%%

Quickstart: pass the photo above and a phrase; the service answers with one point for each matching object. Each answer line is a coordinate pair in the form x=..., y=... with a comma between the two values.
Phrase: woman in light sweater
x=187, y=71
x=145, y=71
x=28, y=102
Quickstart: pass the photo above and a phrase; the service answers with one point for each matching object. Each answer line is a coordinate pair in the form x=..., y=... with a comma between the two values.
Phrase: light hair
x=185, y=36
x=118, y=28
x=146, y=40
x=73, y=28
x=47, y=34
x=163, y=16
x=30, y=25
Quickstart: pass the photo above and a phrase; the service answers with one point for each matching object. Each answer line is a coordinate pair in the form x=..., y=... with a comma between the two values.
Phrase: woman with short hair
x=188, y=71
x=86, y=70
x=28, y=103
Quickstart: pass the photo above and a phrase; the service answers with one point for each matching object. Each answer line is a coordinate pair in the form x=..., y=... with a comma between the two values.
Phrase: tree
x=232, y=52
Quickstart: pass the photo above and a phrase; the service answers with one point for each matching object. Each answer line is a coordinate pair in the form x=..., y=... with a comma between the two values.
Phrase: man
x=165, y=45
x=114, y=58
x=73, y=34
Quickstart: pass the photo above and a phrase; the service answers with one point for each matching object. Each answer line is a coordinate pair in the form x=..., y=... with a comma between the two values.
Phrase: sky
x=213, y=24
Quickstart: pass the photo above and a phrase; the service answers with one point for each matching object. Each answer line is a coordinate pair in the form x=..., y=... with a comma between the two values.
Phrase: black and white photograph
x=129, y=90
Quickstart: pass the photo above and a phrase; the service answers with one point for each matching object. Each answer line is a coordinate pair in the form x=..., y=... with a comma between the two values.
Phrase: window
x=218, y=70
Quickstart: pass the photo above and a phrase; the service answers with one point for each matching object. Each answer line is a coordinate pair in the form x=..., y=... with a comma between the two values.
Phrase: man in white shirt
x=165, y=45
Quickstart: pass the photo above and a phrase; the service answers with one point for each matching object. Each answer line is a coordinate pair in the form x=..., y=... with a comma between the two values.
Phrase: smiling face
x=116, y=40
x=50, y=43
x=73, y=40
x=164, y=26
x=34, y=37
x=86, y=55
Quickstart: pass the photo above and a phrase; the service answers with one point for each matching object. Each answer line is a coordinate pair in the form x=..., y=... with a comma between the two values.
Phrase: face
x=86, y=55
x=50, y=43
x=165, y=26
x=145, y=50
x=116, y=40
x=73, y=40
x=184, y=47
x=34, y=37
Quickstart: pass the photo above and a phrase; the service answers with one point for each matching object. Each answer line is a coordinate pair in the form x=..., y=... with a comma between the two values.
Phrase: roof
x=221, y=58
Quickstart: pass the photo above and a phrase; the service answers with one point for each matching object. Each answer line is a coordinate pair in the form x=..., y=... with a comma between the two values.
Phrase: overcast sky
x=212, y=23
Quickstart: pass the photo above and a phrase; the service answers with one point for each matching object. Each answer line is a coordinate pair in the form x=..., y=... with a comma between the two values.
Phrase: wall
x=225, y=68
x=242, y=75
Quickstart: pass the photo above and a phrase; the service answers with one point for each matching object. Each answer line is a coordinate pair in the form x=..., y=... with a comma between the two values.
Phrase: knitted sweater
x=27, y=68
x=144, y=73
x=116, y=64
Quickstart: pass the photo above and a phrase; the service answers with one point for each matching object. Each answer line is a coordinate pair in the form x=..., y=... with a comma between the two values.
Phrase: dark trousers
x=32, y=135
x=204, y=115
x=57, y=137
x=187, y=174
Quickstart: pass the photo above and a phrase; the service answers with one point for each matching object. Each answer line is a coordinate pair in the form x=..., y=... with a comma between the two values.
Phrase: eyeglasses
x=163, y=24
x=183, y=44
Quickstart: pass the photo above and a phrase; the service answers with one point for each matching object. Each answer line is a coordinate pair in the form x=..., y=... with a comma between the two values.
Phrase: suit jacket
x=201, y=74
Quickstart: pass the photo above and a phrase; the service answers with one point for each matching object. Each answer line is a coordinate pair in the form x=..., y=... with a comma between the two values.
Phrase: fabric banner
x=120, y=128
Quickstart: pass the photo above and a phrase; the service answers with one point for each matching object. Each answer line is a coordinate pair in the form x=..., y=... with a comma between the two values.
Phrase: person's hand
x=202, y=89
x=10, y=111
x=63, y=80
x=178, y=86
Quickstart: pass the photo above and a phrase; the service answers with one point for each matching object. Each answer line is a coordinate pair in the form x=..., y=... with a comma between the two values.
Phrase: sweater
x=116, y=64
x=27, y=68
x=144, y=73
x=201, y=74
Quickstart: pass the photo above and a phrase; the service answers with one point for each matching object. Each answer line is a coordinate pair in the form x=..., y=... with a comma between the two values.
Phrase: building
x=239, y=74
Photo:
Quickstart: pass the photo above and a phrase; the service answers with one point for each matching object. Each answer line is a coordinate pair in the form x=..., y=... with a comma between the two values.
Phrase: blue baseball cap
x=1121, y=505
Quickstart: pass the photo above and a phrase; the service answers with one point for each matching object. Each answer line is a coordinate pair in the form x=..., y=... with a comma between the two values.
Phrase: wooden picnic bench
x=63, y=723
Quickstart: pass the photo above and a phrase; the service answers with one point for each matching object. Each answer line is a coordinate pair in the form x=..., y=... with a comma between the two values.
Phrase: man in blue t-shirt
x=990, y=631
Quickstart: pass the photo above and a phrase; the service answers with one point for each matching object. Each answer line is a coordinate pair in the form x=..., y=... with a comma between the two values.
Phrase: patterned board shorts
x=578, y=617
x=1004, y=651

%%

What you are asked to do: Every single line of the data above must be set down again exactly.

Response for this exercise:
Quickstart: pass the photo above and a phrase; the service answers with one point for each matching object. Each answer line is a coordinate pair in the form x=..., y=... with a comma between the two values.
Phrase: woman in light sweater
x=187, y=71
x=145, y=71
x=28, y=102
Quickstart: pass the photo above and a phrase; the service answers with one point for each matching object. Each answer line is a coordinate pair in the form x=..., y=... with a comma between the two values.
Phrase: light hair
x=185, y=36
x=118, y=28
x=146, y=40
x=73, y=28
x=47, y=34
x=163, y=16
x=30, y=25
Quickstart: pass the photo above and a phrase; the service answers with one point for each matching object. Each answer line is a coordinate pair in the form x=..., y=... with a comma between the two values.
Phrase: woman with short hair
x=188, y=71
x=86, y=70
x=28, y=103
Quickstart: pass the photo above and a phrase; the service answers with one point for each matching object. Each answer line is a coordinate pair in the form x=..., y=... with a comma between the two values.
Phrase: tree
x=232, y=52
Quickstart: pass the photo above and a phrase; the service answers with one point for each matching object. Each answer line is a coordinate pair in the form x=..., y=... with a comma between the two values.
Phrase: man
x=165, y=45
x=114, y=58
x=73, y=34
Quickstart: pass the photo above and a phrase; the service answers with one point for each matching object. Each answer line is a coordinate pair in the form x=..., y=... with a comma between the two values.
Phrase: sky
x=213, y=24
Quickstart: pass the photo above and a phrase; the service answers with one point for each matching object. Each answer line is a coordinate pair in the form x=..., y=... with a comma between the two values.
Phrase: black and white photograph
x=129, y=90
Quickstart: pass the photo above and a phrase; the service answers with one point for each matching object. Each answer line is a coordinate pair in the form x=..., y=... with a comma between the two values.
Phrase: window
x=218, y=70
Quickstart: pass the photo above and a phrase; the service answers with one point for each matching object. Each answer line is a coordinate pair in the form x=..., y=... with a comma between the two values.
Phrase: man in white shirt
x=165, y=45
Quickstart: pass the photo above and a phrase; the service answers with one point for each matching object. Each answer line is a coordinate pair in the form x=..., y=... with a comma between the two values.
Phrase: smiling face
x=116, y=40
x=50, y=43
x=73, y=40
x=164, y=26
x=34, y=37
x=86, y=55
Quickstart: pass the photo above and a phrase; the service answers with one point for each matching object. Each answer line is a coordinate pair in the form x=..., y=... with a comma between the two values.
Phrase: face
x=86, y=55
x=50, y=43
x=165, y=26
x=145, y=50
x=116, y=40
x=73, y=40
x=184, y=47
x=34, y=37
Quickstart: pass the photo above and a phrase; the service answers with one point for each matching object. Each answer line is a coordinate pair in the form x=..., y=... with a comma between the two values.
Phrase: roof
x=221, y=58
Quickstart: pass the photo above and a phrase; the service answers with one point for each matching object. Each answer line is a coordinate pair in the form x=..., y=... with a comma between the two values.
Phrase: overcast sky
x=212, y=23
Quickstart: pass the photo above and a phrase; the service answers with one point for each matching object. Each answer line is a coordinate pair in the form x=..., y=... with a comma between the two values.
Phrase: wall
x=225, y=68
x=242, y=75
Quickstart: pass the photo above and a phrase; the service answers with one point for each matching object. Each answer line is a coordinate pair in the form x=..., y=... with a comma between the two values.
Phrase: knitted sweater
x=27, y=68
x=144, y=73
x=116, y=64
Quickstart: pass the photo above and a phrase; the service answers with one point for each matching object. Each answer line is a coordinate pair in the form x=..., y=... with a comma between the two values.
Phrase: dark trousers
x=32, y=135
x=204, y=115
x=57, y=137
x=187, y=174
Quickstart: pass the photo above and a phrase; the service answers with one point for each matching object. Each answer line is a coordinate pair in the form x=..., y=... with a comma between the two values.
Phrase: eyeglasses
x=163, y=24
x=183, y=44
Quickstart: pass the photo above and a phrase; the service answers with one point for each matching object. Each answer line is a coordinate pair in the form x=..., y=... with a comma between the two values.
Phrase: suit jacket
x=201, y=74
Quickstart: pass the photo above and a phrase; the service answers with one point for each matching object. Each answer line is a coordinate pair in the form x=..., y=... with a comma between the two values.
Phrase: fabric banner
x=120, y=128
Quickstart: pass the photo above and a phrase; the service answers with one point for each matching object. Each answer line is a coordinate pair in the form x=..., y=... with a comma between the two values.
Phrase: person's hand
x=202, y=89
x=10, y=111
x=63, y=80
x=178, y=86
Quickstart: pass the photo above and a phrase; the service answers with one point for each matching object. Each answer line is a coordinate pair in the form x=..., y=... with a comma between the two values.
Phrase: sweater
x=116, y=64
x=27, y=68
x=144, y=73
x=201, y=74
Quickstart: pass the photo above and a phrase; the service answers with one point for each matching object. Each answer line is a coordinate pair in the form x=..., y=... with a comma between the two values.
Phrase: building
x=239, y=74
Photo:
Quickstart: pass the photo above and a phrase; the service answers with one point for each matching object. Each answer line is a coordinate pair in the form x=..., y=... with a comma between the two values.
Phrase: blue baseball cap
x=1121, y=505
Quickstart: pass the photo above and a phrase; the service answers with one point for each matching object. Each answer line is a coordinate pair in the form x=..., y=... with a comma between the two values.
Phrase: wooden picnic bench
x=63, y=723
Quickstart: pass the photo above and a phrase; the service answers with one point for each matching object. Each answer line is a coordinate pair in the form x=..., y=... with a comma between the two values.
Phrase: man in blue t-shirt
x=990, y=631
Quickstart: pass the photo above and a phrase; the service answers with one point for each matching object. Each answer line is a coordinate pair in the form x=..., y=... with a comma between the two values.
Phrase: patterned board shorts
x=578, y=617
x=1004, y=651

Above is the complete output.